DATA PROVIDED
__________________________________________________

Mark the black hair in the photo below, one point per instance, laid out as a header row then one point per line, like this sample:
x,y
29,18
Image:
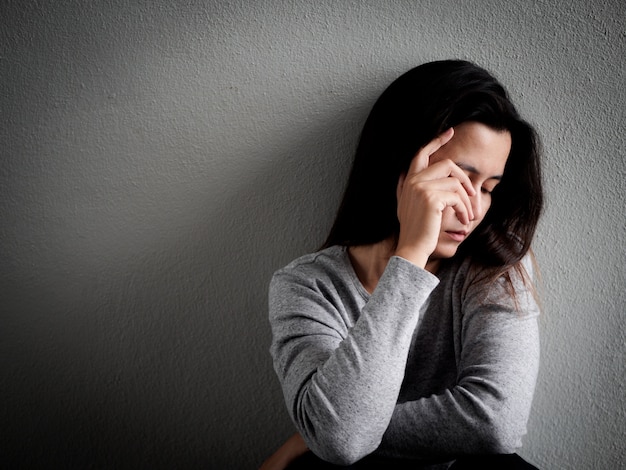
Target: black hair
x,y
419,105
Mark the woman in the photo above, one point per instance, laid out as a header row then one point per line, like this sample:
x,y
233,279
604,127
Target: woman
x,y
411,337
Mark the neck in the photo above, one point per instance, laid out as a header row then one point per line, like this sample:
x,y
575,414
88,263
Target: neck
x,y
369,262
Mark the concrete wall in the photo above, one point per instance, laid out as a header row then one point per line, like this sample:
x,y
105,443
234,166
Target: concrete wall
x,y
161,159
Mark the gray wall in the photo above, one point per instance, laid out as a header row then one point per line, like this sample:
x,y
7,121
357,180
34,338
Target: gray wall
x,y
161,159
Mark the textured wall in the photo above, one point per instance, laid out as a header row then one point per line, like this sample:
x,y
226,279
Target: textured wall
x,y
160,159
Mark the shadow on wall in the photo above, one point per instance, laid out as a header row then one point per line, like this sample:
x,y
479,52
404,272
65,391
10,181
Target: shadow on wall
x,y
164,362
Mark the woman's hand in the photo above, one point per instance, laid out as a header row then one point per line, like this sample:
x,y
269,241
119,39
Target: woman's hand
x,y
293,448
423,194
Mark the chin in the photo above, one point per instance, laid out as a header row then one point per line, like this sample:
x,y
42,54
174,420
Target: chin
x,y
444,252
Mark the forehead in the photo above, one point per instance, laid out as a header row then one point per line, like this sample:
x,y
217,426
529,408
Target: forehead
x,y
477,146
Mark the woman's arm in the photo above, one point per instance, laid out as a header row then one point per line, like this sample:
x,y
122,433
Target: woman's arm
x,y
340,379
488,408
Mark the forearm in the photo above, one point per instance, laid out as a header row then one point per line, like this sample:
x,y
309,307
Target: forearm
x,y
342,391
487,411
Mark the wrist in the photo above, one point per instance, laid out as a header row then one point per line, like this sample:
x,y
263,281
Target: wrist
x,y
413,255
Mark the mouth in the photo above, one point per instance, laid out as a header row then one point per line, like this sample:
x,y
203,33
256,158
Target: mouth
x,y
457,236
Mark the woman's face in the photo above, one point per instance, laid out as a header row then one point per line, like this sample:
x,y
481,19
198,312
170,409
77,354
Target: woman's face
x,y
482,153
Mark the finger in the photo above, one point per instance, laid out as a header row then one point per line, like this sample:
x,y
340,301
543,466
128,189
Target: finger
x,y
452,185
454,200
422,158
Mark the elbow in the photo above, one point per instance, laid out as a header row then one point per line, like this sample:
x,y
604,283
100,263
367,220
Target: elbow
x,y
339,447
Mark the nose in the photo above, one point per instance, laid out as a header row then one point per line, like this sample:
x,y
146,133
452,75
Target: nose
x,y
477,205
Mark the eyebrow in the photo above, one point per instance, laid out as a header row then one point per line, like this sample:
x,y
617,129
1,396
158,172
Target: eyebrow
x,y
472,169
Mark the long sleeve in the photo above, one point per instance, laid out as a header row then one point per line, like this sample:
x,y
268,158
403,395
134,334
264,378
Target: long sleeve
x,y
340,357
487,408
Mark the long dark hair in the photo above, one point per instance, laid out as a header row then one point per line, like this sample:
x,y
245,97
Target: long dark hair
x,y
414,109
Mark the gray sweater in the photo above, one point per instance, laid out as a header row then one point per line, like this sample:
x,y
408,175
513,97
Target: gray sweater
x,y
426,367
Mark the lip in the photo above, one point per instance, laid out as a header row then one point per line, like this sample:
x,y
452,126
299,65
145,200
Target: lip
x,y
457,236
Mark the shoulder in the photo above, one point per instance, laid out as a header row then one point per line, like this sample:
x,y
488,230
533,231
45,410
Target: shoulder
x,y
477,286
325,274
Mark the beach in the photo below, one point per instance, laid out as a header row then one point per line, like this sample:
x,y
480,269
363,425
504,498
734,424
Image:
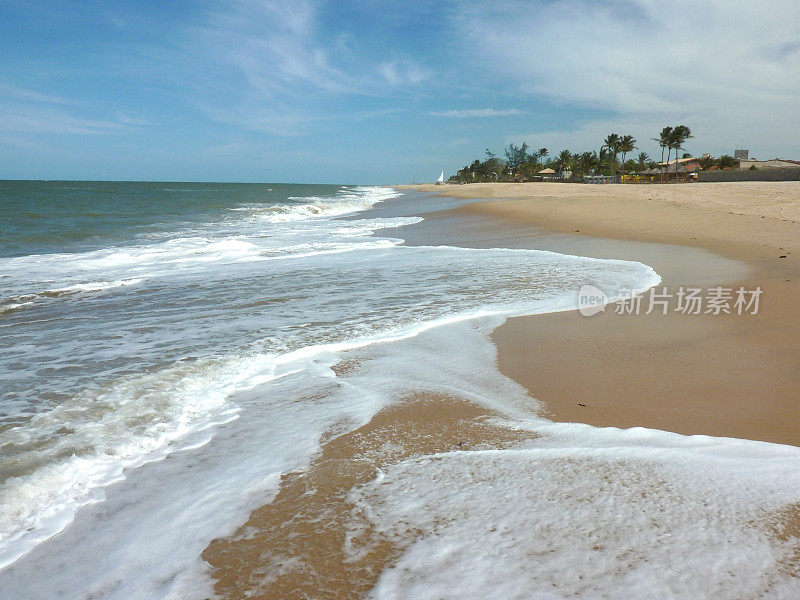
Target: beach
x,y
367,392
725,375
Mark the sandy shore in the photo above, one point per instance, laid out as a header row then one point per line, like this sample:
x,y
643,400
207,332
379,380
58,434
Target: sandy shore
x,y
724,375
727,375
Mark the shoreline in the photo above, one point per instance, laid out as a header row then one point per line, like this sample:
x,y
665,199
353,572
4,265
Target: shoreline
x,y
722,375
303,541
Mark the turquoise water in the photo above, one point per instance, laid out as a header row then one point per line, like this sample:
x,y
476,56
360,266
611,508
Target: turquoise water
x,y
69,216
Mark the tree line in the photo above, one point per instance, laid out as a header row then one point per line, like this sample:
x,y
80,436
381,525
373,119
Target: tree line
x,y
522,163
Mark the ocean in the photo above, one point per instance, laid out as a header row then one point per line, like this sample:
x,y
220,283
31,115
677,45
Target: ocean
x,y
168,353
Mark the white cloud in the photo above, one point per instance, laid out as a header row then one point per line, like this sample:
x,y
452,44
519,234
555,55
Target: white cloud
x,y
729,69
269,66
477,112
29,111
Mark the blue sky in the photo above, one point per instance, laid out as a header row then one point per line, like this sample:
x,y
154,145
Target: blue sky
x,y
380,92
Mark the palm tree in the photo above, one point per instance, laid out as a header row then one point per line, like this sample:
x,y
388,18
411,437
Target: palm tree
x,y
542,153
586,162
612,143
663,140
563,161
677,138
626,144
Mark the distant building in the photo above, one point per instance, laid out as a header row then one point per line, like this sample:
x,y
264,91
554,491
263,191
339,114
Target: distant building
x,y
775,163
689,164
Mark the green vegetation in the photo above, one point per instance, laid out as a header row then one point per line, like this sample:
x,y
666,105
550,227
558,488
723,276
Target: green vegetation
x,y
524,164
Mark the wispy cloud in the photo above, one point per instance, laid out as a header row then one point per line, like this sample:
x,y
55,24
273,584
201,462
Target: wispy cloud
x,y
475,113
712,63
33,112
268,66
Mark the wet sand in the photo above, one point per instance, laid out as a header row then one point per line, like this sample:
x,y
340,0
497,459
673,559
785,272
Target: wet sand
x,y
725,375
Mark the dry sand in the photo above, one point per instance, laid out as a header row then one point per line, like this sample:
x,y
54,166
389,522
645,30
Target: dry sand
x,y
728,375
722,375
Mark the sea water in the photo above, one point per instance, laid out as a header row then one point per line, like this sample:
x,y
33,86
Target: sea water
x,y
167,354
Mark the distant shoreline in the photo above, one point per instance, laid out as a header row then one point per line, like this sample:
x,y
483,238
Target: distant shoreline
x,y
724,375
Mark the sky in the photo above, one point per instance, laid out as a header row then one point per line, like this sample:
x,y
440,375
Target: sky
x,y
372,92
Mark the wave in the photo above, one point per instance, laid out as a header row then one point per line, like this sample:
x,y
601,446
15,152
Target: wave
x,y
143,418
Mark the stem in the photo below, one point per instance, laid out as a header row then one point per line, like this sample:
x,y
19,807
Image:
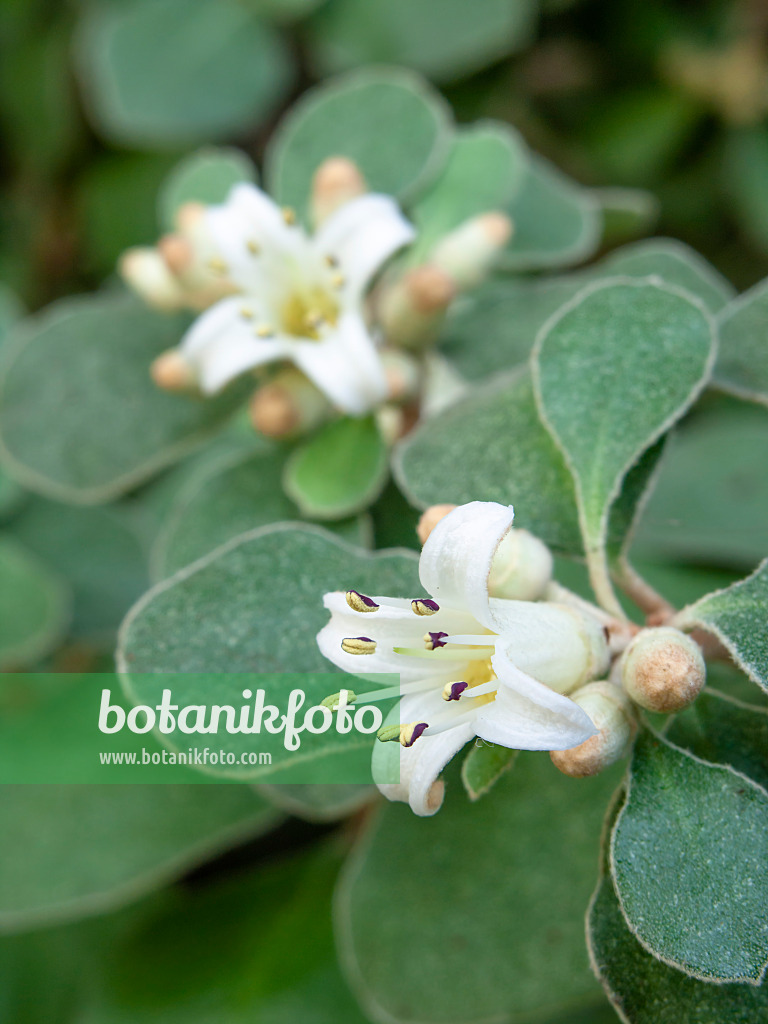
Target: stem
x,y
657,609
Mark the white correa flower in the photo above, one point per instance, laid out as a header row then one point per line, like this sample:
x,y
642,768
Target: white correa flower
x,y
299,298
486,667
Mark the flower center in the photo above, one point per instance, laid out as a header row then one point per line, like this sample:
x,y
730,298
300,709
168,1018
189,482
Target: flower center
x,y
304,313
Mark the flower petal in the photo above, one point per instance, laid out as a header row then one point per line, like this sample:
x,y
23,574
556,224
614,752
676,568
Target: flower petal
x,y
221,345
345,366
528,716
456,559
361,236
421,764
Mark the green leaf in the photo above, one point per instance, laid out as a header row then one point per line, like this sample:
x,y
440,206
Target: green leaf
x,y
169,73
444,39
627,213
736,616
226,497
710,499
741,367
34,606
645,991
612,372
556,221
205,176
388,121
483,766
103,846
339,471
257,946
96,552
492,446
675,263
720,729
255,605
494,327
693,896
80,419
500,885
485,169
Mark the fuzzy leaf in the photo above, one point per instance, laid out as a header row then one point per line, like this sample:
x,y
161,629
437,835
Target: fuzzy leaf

__________________________________________________

YOUR TASK
Show the lines of the data that hold the word "fuzzy".

ANSWER BELOW
Mark the fuzzy leaf in the photo above, one point per instance, laid out as a header row then one point per line, like this sample:
Target: fuzzy leaf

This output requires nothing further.